* _YOUR INSTRUCTIONS_
Repeat every record below exactly as written.

* _GIVEN ENTRIES_
++++++++

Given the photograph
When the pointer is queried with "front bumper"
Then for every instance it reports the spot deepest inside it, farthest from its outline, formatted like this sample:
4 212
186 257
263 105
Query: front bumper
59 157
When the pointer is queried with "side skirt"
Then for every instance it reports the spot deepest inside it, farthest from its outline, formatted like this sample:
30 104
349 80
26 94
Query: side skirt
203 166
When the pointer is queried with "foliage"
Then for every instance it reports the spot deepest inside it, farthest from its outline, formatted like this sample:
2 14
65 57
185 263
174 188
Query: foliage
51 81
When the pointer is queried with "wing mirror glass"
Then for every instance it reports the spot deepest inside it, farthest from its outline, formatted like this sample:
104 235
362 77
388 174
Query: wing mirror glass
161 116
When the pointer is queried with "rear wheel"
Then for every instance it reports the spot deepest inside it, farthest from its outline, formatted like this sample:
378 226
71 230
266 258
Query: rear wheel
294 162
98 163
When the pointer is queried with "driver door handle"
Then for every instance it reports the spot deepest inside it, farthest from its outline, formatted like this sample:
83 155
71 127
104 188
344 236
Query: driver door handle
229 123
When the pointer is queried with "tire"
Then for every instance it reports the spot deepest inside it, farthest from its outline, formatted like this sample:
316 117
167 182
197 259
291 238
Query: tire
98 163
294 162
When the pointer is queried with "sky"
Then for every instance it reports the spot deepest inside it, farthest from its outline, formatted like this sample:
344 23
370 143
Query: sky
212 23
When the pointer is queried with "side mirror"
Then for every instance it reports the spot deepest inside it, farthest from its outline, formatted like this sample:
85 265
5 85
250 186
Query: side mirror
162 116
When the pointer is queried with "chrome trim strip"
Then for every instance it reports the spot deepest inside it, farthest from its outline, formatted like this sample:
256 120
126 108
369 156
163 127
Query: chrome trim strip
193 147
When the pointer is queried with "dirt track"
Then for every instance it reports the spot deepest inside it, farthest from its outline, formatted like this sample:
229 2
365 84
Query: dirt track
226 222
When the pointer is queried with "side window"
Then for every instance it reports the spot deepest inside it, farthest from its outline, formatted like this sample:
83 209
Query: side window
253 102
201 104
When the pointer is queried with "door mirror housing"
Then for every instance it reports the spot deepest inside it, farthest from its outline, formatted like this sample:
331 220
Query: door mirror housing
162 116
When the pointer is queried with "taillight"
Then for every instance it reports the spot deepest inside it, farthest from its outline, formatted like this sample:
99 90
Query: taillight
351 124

++++++++

* _SOLUTION_
Given the photograph
When the pointer is queried with "front bumper"
Then for every instance it reports the spot deepest inside it, farthest from its outline, formatted like this sample:
4 212
186 257
263 105
Query: front bumper
59 157
When the pointer is queried with "side skirt"
Then for every instance it reports the spot deepest inside it, farthest from its outline, formatted like this sample:
30 104
349 80
26 94
Query: side skirt
203 166
When the pointer is queried with "foliage"
Then for every instance it reports the spot deepest inside it, farthest from its outline, formatted like this sample:
2 14
65 57
185 263
174 188
Query: foliage
51 81
When the pointer is queried with "wing mirror glass"
Then for every instance it reports the spot deepest inside it, farthest from its outline, formatted like this sample:
104 235
362 77
388 174
Query: wing mirror glass
161 116
When the pointer is queried with "rear wheel"
Then for every instance it reports the spot deepest inside it, farthest from its outline, formatted like this sample:
378 226
71 230
266 258
Query: rear wheel
294 162
98 163
When the pointer is queried with "driver door handle"
Then for every instance it reports the spot deepest inside it, farthest from its outline, formatted like this sample:
83 155
71 127
104 188
344 236
Query: driver door handle
229 123
When the pointer is queried with "tire"
Then for every instance it reports the spot deepest inside it, farthest from its outline, formatted like this sample:
316 117
167 182
197 259
291 238
Query: tire
98 163
294 162
When the pointer is queried with "sky"
Then for every instance it reports the spot deepest inside it, farthest from its outline, formatted like this sample:
344 23
370 143
Query: sky
212 23
When the pointer is queried with "side mirror"
Then for every instance it reports the spot deepest inside it, farthest from its outline, formatted like this sample:
85 265
5 85
250 186
Query: side mirror
162 116
When the pointer is queried with "chrome trim strip"
Then for every instance it reports the spot deepest inside it, farthest from its outline, formatted like this sample:
256 120
126 108
369 156
163 127
Query: chrome trim strip
193 147
When the pointer is queried with "dirt track"
Then for every instance it reports the spot deepest inside it, farthest from its outline, formatted like this sample:
229 2
365 84
Query: dirt track
226 222
When the pointer is queried with "side window"
Then for every instance it reports the spot deepest inside it, farthest from its outline, formatted like this sample:
83 209
Query: side window
253 102
201 104
When the pointer is queried with "door mirror housing"
Then for every instance it reports the spot deepest inside it, farthest from its outline, formatted like this sample:
331 220
Query: door mirror housing
162 116
When the pointer is queried with "taillight"
Then for every instance it reports the spot deepest inside it, farthest from its outline, formatted like this sample:
99 90
Query: taillight
351 124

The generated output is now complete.